# TASK ITEM
Begin with the first line of the listing and quote every line through the one containing "An instance may"; give only those lines.

# DATA SUPPLIED
════════

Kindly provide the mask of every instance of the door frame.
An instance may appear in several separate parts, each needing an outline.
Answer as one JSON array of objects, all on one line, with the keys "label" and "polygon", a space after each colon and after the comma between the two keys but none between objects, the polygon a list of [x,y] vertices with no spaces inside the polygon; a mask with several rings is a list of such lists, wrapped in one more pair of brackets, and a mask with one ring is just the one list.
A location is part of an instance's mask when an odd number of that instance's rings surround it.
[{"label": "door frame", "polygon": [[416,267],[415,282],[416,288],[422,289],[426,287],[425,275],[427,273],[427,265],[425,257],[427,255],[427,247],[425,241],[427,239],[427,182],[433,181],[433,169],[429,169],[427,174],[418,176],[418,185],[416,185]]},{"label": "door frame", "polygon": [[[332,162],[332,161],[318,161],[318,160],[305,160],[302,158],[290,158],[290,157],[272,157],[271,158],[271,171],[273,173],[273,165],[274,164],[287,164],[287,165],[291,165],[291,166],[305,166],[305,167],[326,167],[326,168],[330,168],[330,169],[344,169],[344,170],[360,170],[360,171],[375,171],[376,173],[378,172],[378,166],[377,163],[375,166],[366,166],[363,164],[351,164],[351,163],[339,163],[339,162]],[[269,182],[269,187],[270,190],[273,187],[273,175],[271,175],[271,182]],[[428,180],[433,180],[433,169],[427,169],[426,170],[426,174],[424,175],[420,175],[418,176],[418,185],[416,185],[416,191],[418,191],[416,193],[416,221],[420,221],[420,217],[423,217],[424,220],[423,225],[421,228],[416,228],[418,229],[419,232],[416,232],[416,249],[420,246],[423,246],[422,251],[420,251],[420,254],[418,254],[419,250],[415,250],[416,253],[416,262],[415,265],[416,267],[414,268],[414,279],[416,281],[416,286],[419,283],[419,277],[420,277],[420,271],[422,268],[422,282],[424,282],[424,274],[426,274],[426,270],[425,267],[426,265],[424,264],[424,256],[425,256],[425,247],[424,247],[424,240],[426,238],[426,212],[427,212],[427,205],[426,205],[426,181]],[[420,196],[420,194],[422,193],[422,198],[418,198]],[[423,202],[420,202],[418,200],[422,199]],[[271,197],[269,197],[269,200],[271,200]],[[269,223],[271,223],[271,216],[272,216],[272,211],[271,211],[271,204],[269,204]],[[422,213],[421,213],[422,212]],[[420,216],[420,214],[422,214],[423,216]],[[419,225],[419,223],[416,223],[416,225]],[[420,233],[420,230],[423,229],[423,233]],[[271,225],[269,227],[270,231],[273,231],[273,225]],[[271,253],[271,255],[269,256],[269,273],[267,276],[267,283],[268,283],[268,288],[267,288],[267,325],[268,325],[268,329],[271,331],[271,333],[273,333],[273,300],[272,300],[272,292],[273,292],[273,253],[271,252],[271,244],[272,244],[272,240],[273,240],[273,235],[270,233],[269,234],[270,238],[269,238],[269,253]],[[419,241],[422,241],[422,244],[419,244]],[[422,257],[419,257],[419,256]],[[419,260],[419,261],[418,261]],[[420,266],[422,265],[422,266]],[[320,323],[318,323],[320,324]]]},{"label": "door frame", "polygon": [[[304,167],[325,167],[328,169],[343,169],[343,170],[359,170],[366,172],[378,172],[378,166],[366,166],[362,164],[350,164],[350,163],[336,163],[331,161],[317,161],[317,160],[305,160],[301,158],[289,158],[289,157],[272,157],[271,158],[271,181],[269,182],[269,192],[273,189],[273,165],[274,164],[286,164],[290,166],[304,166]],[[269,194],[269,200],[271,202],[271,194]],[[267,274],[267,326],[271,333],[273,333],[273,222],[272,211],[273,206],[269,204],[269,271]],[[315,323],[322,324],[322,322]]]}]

════════

# RESPONSE FOR THIS EXERCISE
Kindly provide the mask of every instance of the door frame.
An instance may appear in several separate parts, each needing an outline.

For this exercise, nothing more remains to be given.